• [Il compito 1]:
Trasforma in un elenco puntato il paragrafo del testo sulla digitalizzazione della giustizia che comincia con «Ovviamente il presupposto», tenendo i fatti principali.
• [Il compito 2]:
Per ogni affermazione, di' se va d'accordo con il testo sulla digitalizzazione della giustizia. Rispondi sì o no e riporta alla lettera le parole del testo che lo decidono.
(a) L'idea del Processo Civile Telematico è nata nel 1996 durante un convegno.
(b) Per il programma sono stati stanziati meno di 50 milioni di euro.
(c) Oggi un processo penale telematico è facile da introdurre.

*** Documento

Scritto per noi da Barbara Indovina*
I ministri della Giustizia e per la Pubblica Amministrazione, Angelino Alfano e Renato Brunetta, hanno congiuntamente annunciato un’intesa programmatica tesa alla realizzazione della digitalizzazione del settore giustizia in 18 mesi stanziando, per l’attuazione del programma, oltre 50 milioni di euro. Ma cosa si intende per digitalizzazione del processo? E qual è lo stato dell’arte in Italia?
Innanzi tutto bisogno chiarire che per digitalizzazione del processo si intende prevalentemente la digitalizzazione del processo civile: in ambito penale infatti, nonostante alcuni Tribunali stiano studiando protocolli di intesa con Procure e Consigli dell’Ordine, gli insormontabili ostacoli dettati dal codice di procedura penale circa le notifiche rendono, allo stato, di difficile introduzione un “processo penale telematico”.
L’idea del Processo Civile Telematico (PCT) nasce nel 1996 durante un convegno tenuto dal professore Vincenzo Di Cataldo, docente di diritto commerciale presso l’Università di Catania, che prospettò l’idea di un modello di processo civile interamente telematico basato sul collegamento in rete degli studi professionali, cancellerie e uffici giudiziari.
Ovviamente il presupposto affinché si possa costruire il PCT è che si possa operare in un ambiente totalmente informatizzato sia dal punto di vista delle dotazioni hardware (ossia tutti devono poter utilizzare un PC) sia dal punto di vista dei software adeguati al progetto.Ecco, il primo vero ostacolo: il superamento del digital divide ossia il divario esistente tra chi ha accesso effettivo alle tecnologie e chi ne è escluso. E’ innegabile che in Italia tale divario assuma proporzioni enormi qualora si consideri la differenza tra le strutture informatiche esistenti nei diversi Tribunali e il grave dissesto che molte sedi hanno, specialmente nel sud del paese. Ne è prova il documento di sintesi redatto dal Ministero della Giustizia che descrive lo stato dell’arte dell’evoluzione del PCT nel mese di ottobre 2010: 45 Tribunali e 5 Corti d’Appello consentono la visione dello stato dei procedimenti (ossia sapere se il fascicolo è stato assegnato ad un giudice, il numero di ruolo, la data di udienza, data di rinvio etc.), mentre solo 24 Tribunali consentono la digitalizzazione degli atti (ossia la creazione di un fascicolo telematico, il deposito degli atti, invio di biglietti di cancelleria) ma solo per il procedimento di ingiunzione. Solo il Tribunale di Milano, allo stato attuale, permette il deposito di atti e memorie di parte nel processo civile ordinario (ma solo alcune limitate categorie di atti quali, ad esempio, le memorie istruttorie o le comparse di risposta ex art. 167 c.p.c.).
Il tutto a circa dieci anni dall’entrata in vigore della prima normativa sul processo civile telematico (Decreto del Ministero della giustizia 13 febbraio 2001, n. 123, con il quale è stato varato il «Regolamento recante disciplina sull’uso di strumenti informatici e telematici nel processo civile, nel processo amministrativo e nel processo innanzi alle sezioni giurisdizionali della Corte dei conti») anche se le linee guida “tecniche” sono arrivate solo svariati anni dopo.

******
*** Dati forniti

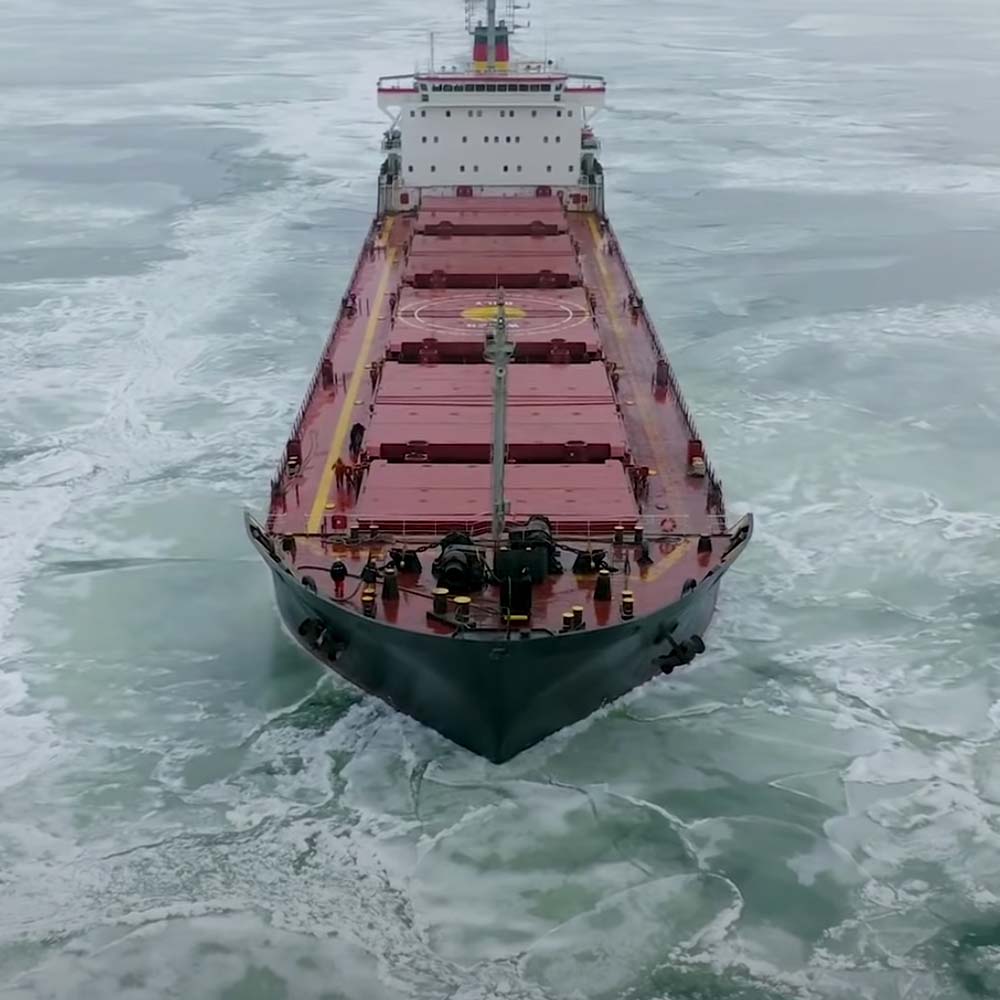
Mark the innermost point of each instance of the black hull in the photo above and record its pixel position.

******
*** Dati forniti

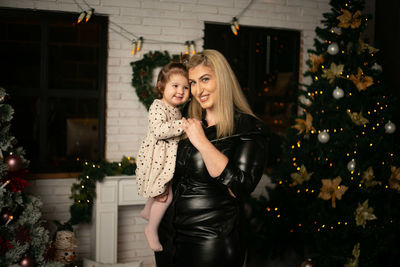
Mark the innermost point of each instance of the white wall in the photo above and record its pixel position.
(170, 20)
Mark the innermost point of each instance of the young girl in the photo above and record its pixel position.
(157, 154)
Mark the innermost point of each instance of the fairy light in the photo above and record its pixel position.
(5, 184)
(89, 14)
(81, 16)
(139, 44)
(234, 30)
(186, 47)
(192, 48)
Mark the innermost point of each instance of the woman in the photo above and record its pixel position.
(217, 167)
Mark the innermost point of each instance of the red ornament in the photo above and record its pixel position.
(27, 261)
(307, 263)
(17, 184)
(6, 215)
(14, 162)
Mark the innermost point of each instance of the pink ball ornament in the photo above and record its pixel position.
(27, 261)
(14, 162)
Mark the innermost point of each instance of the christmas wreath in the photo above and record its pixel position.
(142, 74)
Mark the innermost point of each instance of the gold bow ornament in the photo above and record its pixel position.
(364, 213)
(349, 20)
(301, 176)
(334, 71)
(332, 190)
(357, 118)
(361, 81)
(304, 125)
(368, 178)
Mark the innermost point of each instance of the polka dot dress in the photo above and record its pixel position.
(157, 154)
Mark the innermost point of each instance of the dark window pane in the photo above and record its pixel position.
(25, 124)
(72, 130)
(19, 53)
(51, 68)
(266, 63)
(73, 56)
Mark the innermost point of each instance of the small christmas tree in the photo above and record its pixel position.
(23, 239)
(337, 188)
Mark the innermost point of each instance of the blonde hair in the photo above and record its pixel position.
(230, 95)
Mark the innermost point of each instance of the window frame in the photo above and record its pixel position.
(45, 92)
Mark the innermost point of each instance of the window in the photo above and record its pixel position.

******
*** Dati forniti

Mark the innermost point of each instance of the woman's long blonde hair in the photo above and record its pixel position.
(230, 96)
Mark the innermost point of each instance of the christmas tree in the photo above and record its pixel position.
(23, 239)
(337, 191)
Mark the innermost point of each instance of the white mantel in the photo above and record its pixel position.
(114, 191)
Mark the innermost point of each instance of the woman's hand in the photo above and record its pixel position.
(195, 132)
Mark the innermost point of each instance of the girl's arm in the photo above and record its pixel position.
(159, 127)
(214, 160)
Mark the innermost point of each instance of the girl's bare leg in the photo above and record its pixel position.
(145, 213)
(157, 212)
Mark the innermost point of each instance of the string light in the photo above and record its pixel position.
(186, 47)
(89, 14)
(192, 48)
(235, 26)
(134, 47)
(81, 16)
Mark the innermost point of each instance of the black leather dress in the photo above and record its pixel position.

******

• [Risposta completa 1]:
- Per costruire il PCT serve un ambiente del tutto informatizzato. Occorre l'hardware, cioè tutti devono poter usare un PC, e servono software adatti al progetto.
- Il primo vero ostacolo è il digital divide, cioè il divario tra chi ha accesso effettivo alle tecnologie e chi ne è escluso.
- In Italia questo divario è enorme per due motivi: le differenze tra le strutture informatiche dei vari Tribunali e il grave dissesto di molte sedi, soprattutto al sud.
- Lo dimostra il documento di sintesi del Ministero della Giustizia sullo stato del PCT a ottobre 2010:
  - 45 Tribunali e 5 Corti d'Appello permettono di vedere lo stato dei procedimenti, cioè l'assegnazione al giudice, il numero di ruolo e le date di udienza e di rinvio.
  - Solo 24 Tribunali permettono la digitalizzazione degli atti (fascicolo telematico, deposito degli atti, invio dei biglietti di cancelleria), e soltanto per il procedimento di ingiunzione.
  - Solo il Tribunale di Milano consente il deposito di atti e memorie di parte nel processo civile ordinario. Vale però solo per alcune categorie limitate, come le memorie istruttorie o le comparse di risposta ex art. 167 c.p.c.

• [Risposta completa 2]:
(a) Sì: «L’idea del Processo Civile Telematico (PCT) nasce nel 1996 durante un convegno».
(b) No: «stanziando, per l’attuazione del programma, oltre 50 milioni di euro».
(c) No: «rendono, allo stato, di difficile introduzione un “processo penale telematico”».